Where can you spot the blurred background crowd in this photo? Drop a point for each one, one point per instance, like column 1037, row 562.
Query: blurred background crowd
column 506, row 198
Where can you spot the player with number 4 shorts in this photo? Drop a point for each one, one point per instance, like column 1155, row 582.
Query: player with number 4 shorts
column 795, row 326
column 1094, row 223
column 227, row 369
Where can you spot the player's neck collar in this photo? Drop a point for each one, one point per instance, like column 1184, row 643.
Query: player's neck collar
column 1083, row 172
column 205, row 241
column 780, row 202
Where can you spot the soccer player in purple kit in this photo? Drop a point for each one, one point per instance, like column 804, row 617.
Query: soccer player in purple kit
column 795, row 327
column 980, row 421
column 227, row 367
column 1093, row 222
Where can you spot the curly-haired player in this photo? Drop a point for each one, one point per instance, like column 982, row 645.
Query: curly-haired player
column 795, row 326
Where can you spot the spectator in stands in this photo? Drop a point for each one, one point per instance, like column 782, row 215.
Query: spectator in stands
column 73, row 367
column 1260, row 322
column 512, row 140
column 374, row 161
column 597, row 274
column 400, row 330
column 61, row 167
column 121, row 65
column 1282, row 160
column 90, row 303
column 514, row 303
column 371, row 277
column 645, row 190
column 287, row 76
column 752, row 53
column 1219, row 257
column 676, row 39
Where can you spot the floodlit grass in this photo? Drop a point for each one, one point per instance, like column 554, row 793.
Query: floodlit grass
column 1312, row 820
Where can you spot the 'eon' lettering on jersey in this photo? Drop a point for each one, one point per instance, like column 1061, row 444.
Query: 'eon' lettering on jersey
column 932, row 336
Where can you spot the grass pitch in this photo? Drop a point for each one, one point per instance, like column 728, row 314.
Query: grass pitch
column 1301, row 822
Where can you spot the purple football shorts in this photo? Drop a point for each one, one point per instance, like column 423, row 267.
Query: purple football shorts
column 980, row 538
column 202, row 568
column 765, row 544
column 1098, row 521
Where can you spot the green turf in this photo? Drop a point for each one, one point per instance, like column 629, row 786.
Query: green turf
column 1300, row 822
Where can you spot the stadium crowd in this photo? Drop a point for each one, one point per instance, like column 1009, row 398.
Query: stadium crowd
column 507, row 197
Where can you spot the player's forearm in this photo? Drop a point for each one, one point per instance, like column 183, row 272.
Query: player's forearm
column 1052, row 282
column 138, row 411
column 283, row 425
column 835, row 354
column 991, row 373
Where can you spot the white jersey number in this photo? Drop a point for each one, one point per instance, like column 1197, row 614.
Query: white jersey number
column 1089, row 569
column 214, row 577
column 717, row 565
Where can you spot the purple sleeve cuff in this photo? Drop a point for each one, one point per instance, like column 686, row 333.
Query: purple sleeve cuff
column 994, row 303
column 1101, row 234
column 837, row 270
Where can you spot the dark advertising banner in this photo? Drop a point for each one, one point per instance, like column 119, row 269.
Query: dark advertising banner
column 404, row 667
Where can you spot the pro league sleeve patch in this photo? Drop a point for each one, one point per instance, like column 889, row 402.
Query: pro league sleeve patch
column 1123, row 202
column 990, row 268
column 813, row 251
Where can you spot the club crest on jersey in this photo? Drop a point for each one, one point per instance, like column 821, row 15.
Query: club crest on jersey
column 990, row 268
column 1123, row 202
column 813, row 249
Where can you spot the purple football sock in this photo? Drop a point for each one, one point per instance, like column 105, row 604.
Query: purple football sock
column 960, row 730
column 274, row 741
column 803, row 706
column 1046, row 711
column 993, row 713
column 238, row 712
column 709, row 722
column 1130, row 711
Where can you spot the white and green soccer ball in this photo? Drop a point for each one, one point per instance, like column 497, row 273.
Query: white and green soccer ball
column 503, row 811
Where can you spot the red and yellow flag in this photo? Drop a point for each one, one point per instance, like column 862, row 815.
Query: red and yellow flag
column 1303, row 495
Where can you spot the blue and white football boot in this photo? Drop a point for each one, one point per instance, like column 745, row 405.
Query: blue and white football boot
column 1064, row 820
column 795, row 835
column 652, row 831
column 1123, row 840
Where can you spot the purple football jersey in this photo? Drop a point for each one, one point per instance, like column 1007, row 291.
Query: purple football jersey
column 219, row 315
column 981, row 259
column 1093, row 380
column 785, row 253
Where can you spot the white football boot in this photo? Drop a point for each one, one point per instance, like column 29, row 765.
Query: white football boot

****

EXERCISE AIM: Reproduce every line above word for word, in the same order.

SOLUTION:
Where can you spot the blurred background crowd in this photo? Drop a point for each one, one point per instance, like column 1037, row 562.
Query: blurred background crowd
column 506, row 198
Where can you spot the player with number 4 shorts in this photo? Drop a point for each one, one point per instance, like column 1155, row 582.
Query: player with number 4 shorts
column 795, row 326
column 1094, row 223
column 227, row 369
Where can you spot the player's neck collar in this photo? Drop a point for each one, one point per instance, like column 1184, row 643.
Query: player's neck collar
column 1083, row 172
column 205, row 241
column 780, row 202
Where can you spot the soccer player in purple kit in this photo? Drop a point for each one, one point per instance, like column 804, row 617.
Query: soccer player in purple kit
column 795, row 327
column 980, row 421
column 227, row 367
column 1093, row 222
Where can you spot the curly-haired player in this photo? Drop a point for each one, one point per instance, like column 982, row 645.
Query: curly-haired player
column 795, row 326
Where can you spot the spectator in stands in this photo? Drop a point for each one, one point per instance, like column 782, row 215.
Query: spectator in stands
column 73, row 367
column 1260, row 322
column 512, row 140
column 374, row 161
column 597, row 274
column 400, row 330
column 61, row 167
column 121, row 65
column 1282, row 160
column 90, row 303
column 514, row 303
column 371, row 277
column 645, row 190
column 287, row 76
column 752, row 53
column 1219, row 257
column 676, row 39
Where can you spot the floodlit grass in this photo? Drop a point for each one, one point per instance, like column 554, row 793.
Query: floodlit grass
column 1312, row 820
Where can you spot the 'eon' lettering on jersey in this photo? Drop a point for each one, one point per instance, like column 1061, row 444.
Query: 'eon' lettering on jersey
column 932, row 336
Where can you spot the grass pitch in this photo? Drop a point for each one, one point per instance, like column 728, row 314.
Query: grass pitch
column 1301, row 822
Where can you spot the purple football shorts in this photo? Drop a point for each one, one point per instance, like column 423, row 267.
Query: purple football shorts
column 980, row 538
column 202, row 568
column 765, row 544
column 1098, row 521
Where can you spot the green turf in this photo? Drop a point for each one, one point per instance, like column 629, row 786.
Query: green turf
column 1300, row 822
Where can you spot the stadium crowd in this photo? Drop a point for each one, one point per instance, like column 1009, row 398.
Query: stadium crowd
column 507, row 197
Where can you spot the player's forearm in this photo? Drop a point for each one, one point per instance, like column 183, row 272.
Query: player's forearm
column 1052, row 282
column 138, row 411
column 283, row 425
column 835, row 354
column 991, row 373
Where can you spot the white jersey number in this photo? Drop a point for each one, one point per instance, like column 1197, row 614.
Query: white jersey number
column 1089, row 569
column 214, row 577
column 717, row 565
Where can you spot the purple sleeve cuff in this photo? Drop a point for each one, one point per instance, like column 686, row 333.
Query: purple sleeve cuff
column 994, row 303
column 1101, row 234
column 837, row 270
Where can you spot the dark advertising banner in this photo? Drop a point for each one, one point per instance, like column 119, row 269.
Query: dark advertising banner
column 404, row 667
Where can you spot the pro league sleeve patch in this photo? Drop a point for each one, one point per instance, like column 889, row 402.
Query: pro league sleeve patch
column 1123, row 202
column 990, row 268
column 813, row 251
Where can you spot the club crest on jersey in this photo? Drop a point for each one, one point per instance, like column 821, row 15.
Query: club crest on jersey
column 990, row 268
column 1123, row 202
column 813, row 249
Where can you spot the purple football sock in this photo? Drop a point for each one, one point per instance, like column 105, row 604.
Query: purple football sock
column 960, row 730
column 274, row 741
column 803, row 706
column 1046, row 711
column 993, row 713
column 238, row 712
column 709, row 722
column 1130, row 711
Where can you spot the white and green soccer ball in this photo? Drop a point for each one, one point per instance, like column 497, row 273.
Query: white and green soccer ball
column 503, row 811
Where can you spot the red and yellow flag in this photo? Drop a point for each one, one point per instance, like column 862, row 815.
Query: red and yellow flag
column 1303, row 495
Where can you spot the blue and white football boot in this photo? Drop a point for each one, one point per instance, like column 745, row 405.
Query: blue and white football boot
column 1064, row 820
column 795, row 835
column 652, row 831
column 1123, row 840
Where can you spot the purple football jersey in this photo? Drop a point for each one, one point per instance, like column 1007, row 291.
Query: purple football jersey
column 219, row 315
column 981, row 259
column 1093, row 380
column 785, row 253
Where can you spot the white football boot in this photo? Drop a point for each one, one point per instance, like column 29, row 765.
Query: white football boot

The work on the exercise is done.